Pointing and labeling items
╔══

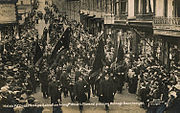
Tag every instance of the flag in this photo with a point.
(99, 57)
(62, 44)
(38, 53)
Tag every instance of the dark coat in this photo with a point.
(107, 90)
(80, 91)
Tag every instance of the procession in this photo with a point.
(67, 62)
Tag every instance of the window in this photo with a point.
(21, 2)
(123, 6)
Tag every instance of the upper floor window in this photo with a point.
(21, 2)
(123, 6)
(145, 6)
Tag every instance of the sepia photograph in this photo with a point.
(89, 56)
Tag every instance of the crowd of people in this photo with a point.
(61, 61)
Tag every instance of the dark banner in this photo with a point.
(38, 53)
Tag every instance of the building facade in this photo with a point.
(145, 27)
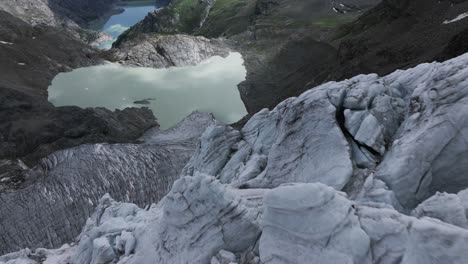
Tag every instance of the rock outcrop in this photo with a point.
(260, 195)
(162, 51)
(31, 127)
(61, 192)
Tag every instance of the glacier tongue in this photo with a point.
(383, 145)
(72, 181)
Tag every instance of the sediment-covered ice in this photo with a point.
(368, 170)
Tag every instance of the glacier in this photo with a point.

╚══
╔══

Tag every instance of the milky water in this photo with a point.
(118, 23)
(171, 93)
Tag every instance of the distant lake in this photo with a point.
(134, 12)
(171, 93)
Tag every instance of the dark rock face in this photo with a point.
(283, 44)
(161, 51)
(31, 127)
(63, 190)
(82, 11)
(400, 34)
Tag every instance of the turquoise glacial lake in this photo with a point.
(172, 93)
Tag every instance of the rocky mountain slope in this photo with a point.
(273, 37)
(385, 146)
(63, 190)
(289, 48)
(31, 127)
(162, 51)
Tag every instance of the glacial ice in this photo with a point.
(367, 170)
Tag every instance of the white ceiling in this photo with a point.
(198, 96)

╚══

Requirements:
Count the lines of the items above that contain the string "dark", matching case exactly, and reply with only the number.

The reply:
3